_GIVEN INSTRUCTION_
Write what comes next in the personal blog below, picking up right after its last sentence.

Tuesday, November 27, 2007

Get some perspective

Has it really been that long? Since true blissful happiness lost its importance and meaning?

Is it really happening? All that remains is a superficial laugh, without the mind or soul being involved in what is happening around.

Since when did commitment become such an issue?

Where is this leading to? What really is inspiration? Don't we want our lives to be laid out for us like a road map? Yet sometimes, even when we know where the journey is going to, we are restless. We want excitement, change, fun every moment, yet when it is happening, we fail to acknowledge it.

And what is the deal with ambition? Seriously! If we aim for something, work, work, work, and get it, what IS the big deal? We are absolutely not going to stop, once we reach somewhere. So why?

I am not frustrated or anything. I am just giving a glimpse into the kind of conversations I have been having with a new found friend. And I find it extremely interesting to wonder about these things, yet carry on in real life, as though nothing is happening to me, or bothering me!

Life ROOCKSS!

Tuesday, July 17, 2007

Impressions

Finally nearing the end of my intern (not really, about 3 weeks to go!) It sure has been one roller coaster ride. The monotony still kills me, but not as much as the travel. There were quite a few high points, which I dont want to forget, later when I look back at my first job. So let me record them before I forget.

An awesome friend in Hon Jie. My Singaporean-Chinese friend. One of those rare guys who loves talking about sun signs and understanding people based on that. We were mates in bitching about everything, discussing electronics, our ideal jobs, future plans, and yeah, helping out each other in work.. I remember, how during the first week, we would take turns and stay guard while the other person sleeps peacefully. That week was very drab, no computer, only some book on IT project lifecylce for company.

Items listed in a dataset:

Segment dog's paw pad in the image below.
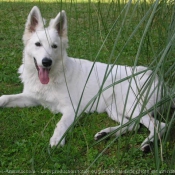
[50,137,65,147]
[94,132,107,140]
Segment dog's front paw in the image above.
[50,135,65,147]
[0,95,7,108]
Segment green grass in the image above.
[0,1,175,174]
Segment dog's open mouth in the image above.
[34,58,50,84]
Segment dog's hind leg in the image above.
[140,114,166,152]
[0,93,39,107]
[94,105,139,140]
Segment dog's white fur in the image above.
[0,6,170,151]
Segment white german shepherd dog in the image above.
[0,6,172,151]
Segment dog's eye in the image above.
[35,42,42,47]
[51,44,57,49]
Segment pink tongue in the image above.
[38,67,49,84]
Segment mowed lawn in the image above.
[0,0,175,174]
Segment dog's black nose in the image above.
[42,57,52,67]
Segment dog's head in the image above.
[23,6,68,84]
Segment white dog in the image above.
[0,7,172,151]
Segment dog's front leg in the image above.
[50,109,75,147]
[0,93,39,107]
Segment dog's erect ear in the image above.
[49,10,67,37]
[23,6,44,43]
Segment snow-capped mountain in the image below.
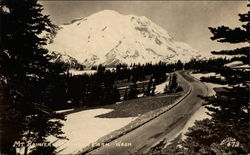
[46,10,200,66]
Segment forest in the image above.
[0,0,250,154]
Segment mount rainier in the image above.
[46,10,200,66]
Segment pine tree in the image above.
[180,4,250,154]
[0,0,66,154]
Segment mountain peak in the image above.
[47,10,199,66]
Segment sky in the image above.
[40,0,248,52]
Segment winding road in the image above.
[89,71,207,155]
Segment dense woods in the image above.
[0,0,250,154]
[157,6,250,154]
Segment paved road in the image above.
[89,72,207,155]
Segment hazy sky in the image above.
[40,0,248,52]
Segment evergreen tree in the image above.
[0,0,66,154]
[179,5,250,154]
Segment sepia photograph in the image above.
[0,0,250,155]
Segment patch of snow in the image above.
[137,93,144,98]
[191,72,216,80]
[48,108,136,154]
[56,109,74,113]
[224,61,243,67]
[180,106,211,140]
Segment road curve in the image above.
[88,71,207,155]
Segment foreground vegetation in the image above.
[150,6,250,154]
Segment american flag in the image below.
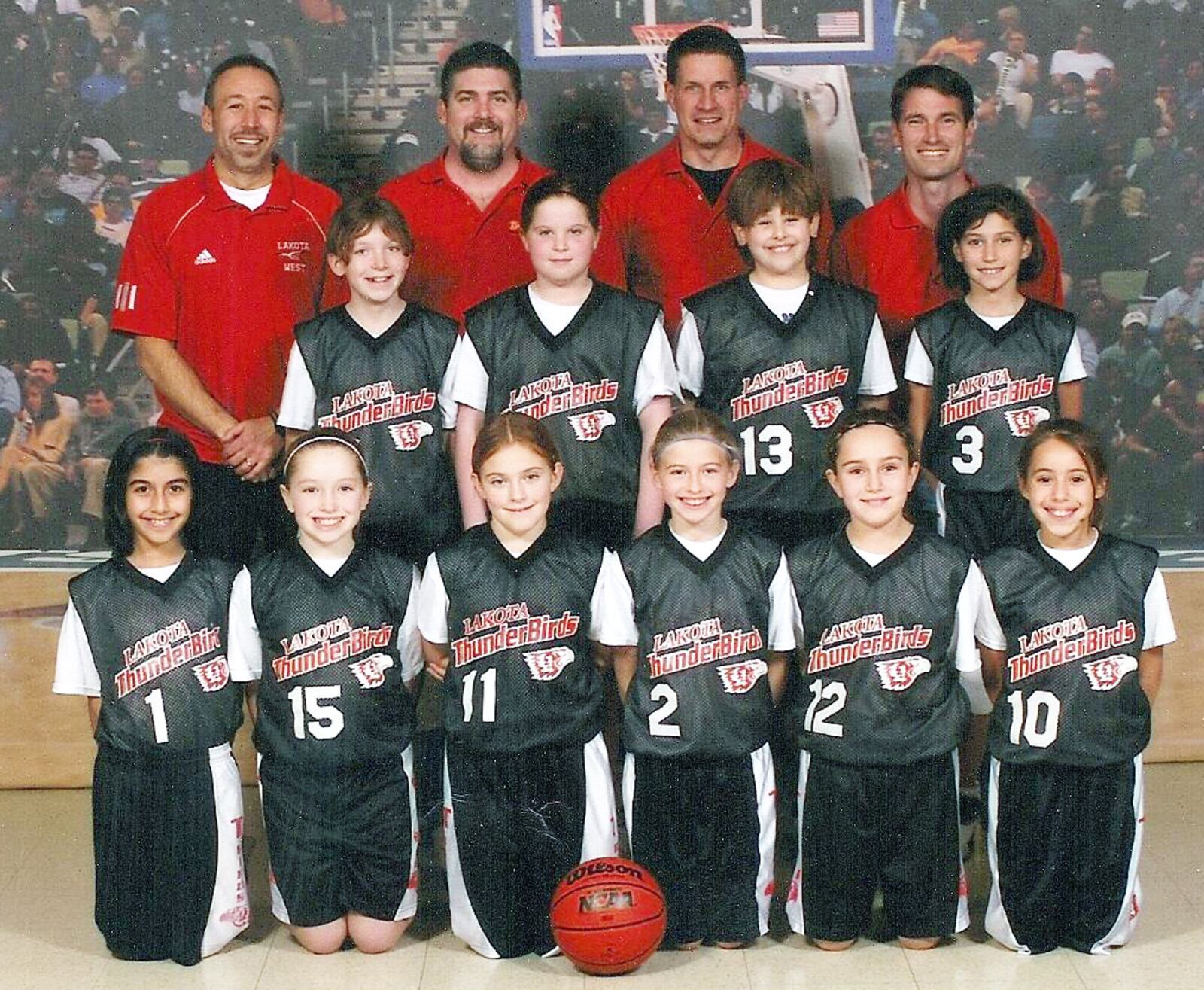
[815,11,861,38]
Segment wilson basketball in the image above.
[550,856,664,976]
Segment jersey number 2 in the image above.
[648,684,682,739]
[803,678,849,739]
[949,425,983,474]
[460,667,497,721]
[287,684,343,739]
[1008,691,1062,749]
[146,687,167,742]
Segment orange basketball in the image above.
[550,856,664,976]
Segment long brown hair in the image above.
[472,412,560,477]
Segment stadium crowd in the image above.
[0,0,1204,546]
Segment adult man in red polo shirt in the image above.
[594,24,832,334]
[831,65,1062,376]
[381,41,548,323]
[113,56,339,561]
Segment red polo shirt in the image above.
[381,152,548,325]
[594,135,832,333]
[831,179,1062,352]
[112,160,345,464]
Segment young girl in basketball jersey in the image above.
[230,429,420,952]
[419,413,619,958]
[903,185,1086,559]
[979,419,1175,954]
[786,410,991,950]
[277,196,459,564]
[54,426,253,966]
[451,176,678,547]
[604,408,795,949]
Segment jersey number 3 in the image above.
[740,423,795,474]
[949,425,983,474]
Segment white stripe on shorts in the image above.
[201,743,251,956]
[255,753,293,925]
[443,748,500,958]
[1091,753,1145,955]
[393,745,418,921]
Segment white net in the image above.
[631,20,731,100]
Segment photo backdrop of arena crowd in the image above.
[0,0,1204,551]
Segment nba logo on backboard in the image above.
[542,0,564,48]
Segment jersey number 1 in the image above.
[146,687,167,742]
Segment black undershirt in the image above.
[685,165,736,206]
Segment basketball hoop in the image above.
[631,20,732,102]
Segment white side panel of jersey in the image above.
[201,743,251,956]
[622,753,636,845]
[393,745,418,921]
[949,751,973,931]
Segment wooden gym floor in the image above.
[0,547,1204,990]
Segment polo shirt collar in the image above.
[656,128,761,176]
[885,172,977,230]
[205,155,293,209]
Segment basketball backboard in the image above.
[518,0,895,69]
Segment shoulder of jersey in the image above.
[786,534,837,579]
[363,547,414,583]
[135,170,205,224]
[406,300,459,334]
[602,148,667,201]
[811,273,877,309]
[619,522,672,565]
[1099,532,1160,567]
[732,529,781,561]
[195,555,242,584]
[247,547,296,579]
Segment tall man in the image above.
[832,65,1062,375]
[381,41,548,323]
[594,24,832,334]
[113,56,339,561]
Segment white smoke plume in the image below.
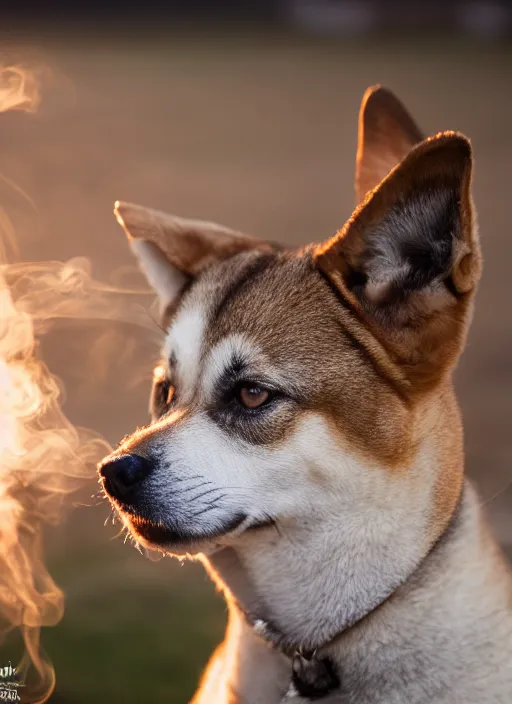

_IN RESPONSE_
A great colleague cum guide cum friend in Mathew. He is this guy(man, rather, he is around 40)from Kerala, lived here for quite some time. He is my technical lead, and my only hope to understanding anything going on with the project. Lots of chats, lots of advise and experience sharing (from him), lots of info sharing, lots of learning.




Thomas. I shall always remember him as the guy whose email id I so struggled to find. His Christian name is Thomas Wong, but his chinese name is Wong Ka-Yew. I obviously was oblivious to this fact, and for nearly 3 weeks of my internship, kept sending mails to Thomas Wong (my luck, there did exist a Thomas Wong too), without any replies. I was highly frustrated, but I finally managed to get his id through some common message our supervisor had sent us all. Thomas is extremely delightful. He is the first person in AMD to have uttered encouraging words to me. He was like, (out of the blue!!), there is nothing you cannot do, be confident,etc. Ever smiling, and joking, and starts dancing as soon as he hears one of our colleague's ring tone. I always feel great around Thomas, coz he was the strongest technical person for our project.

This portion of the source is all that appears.